- REQUIRED ACTIONS -
a: Do the following statements agree with the forum thread on database identifiers below? For each one, answer yes or no and quote the words of the thread that decide it. (i) The reconciliation system stored its results in MySQL. (ii) Joining on UUIDs for large tables is generally a good idea. (iii) The idea of using linear-feedback shift registers to generate IDs was eventually put to use.
b: In the forum thread on database identifiers below, condense the paragraph that begins "I used to work on a reconciliation system" into a shorter version that keeps its main facts.
c: According to the forum thread on database identifiers below, which small block ciphers were used to obfuscate database sequences?

- PASSAGE GIVEN -

Strictly incrementing UUIDs can offer the same benefit.

barrkel 5 years ago |

Another point: if there's any temporal locality to your future access patterns - if you're more likely to access multiple rows which were inserted at roughly the same time - then allocating sequential identifiers brings those entries closer together in the primary key index.

I used to work on a reconciliation system which inserted all its results into the database. Only the most recent results were heavily queried, with a long tail of occasional lookups into older results. We never had a problem with primary key indexes (though this was in MySQL, which uses a clustered index on the primary key for row storage, so it's an even bigger benefit); the MD5 column used for identifying repeating data, on the other hand, would blow out the cache on large customers' instances.

vinayan3 5 years ago | |

To add on. If you are joining against a table where you are joining on a UUID the join becomes quite slow with very large tables, like >10 million rows.

PG will say it's doing a hash look up and you'd think it'd be fast but it will take quite sometime relative to joining two large tables with integer IDs. With UUIDS PG will give up doing a hash look up sometimes and try to do table scans unless you adjust random_page_cost.

In general joining on UUIDs for large tables is a bad idea. It can be great if you are joining a single row to another row.

foresto 5 years ago |

I once pondered how I might generate IDs that were as compact as a machine word, without a value (or small set of values) revealing the size of the data set. One application might be user-visible customer numbers that don't easily reveal how many customers there are.

I eventually came across the idea of using maximal period linear-feedback shift registers to transform an integer variable through every possible value (minus one), but in a non-incremental sequence that depends on the LFSR arrangement.

I never ended up putting the idea to use, but I've always been curious about people who have and how it worked out for them. [Edit to clarify: It was meant for obfuscation, not security against a determined attacker.]

dpifke 5 years ago | |

I've used a small block cipher like Skip32 or Speck to obfuscate database sequences, either on INSERT or as part of the encoding scheme.

This works well against the German Tank Problem when there's no oracle allowing an attacker to guess lots of IDs quickly (such as when there are reasonable rate limits). It does not provide enough entropy when such an oracle exists (especially an offline one).

For something like a password reset token, it still needs to be paired with suitably random bytes.

- DATA EXTRACT -

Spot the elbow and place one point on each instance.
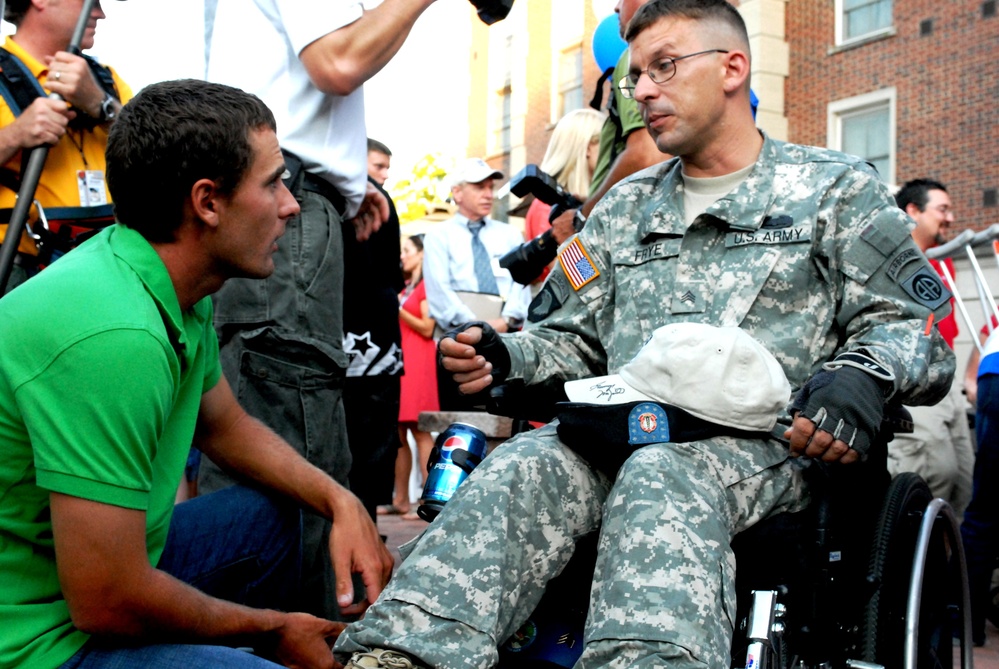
(105, 612)
(337, 80)
(98, 619)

- EXPECTED OUTPUTS -
a: (i) Yes: "though this was in MySQL". (ii) No: "In general joining on UUIDs for large tables is a bad idea." (iii) No: "I never ended up putting the idea to use".

b: A reconciliation system stored all its results in a MySQL database. Recent results were queried heavily, and older ones only occasionally. The primary key indexes never caused trouble, which was an even bigger benefit because MySQL uses a clustered primary key index for row storage. However, the MD5 column used to identify repeating data would blow out the cache on large customers' instances.

c: Skip32 or Speck.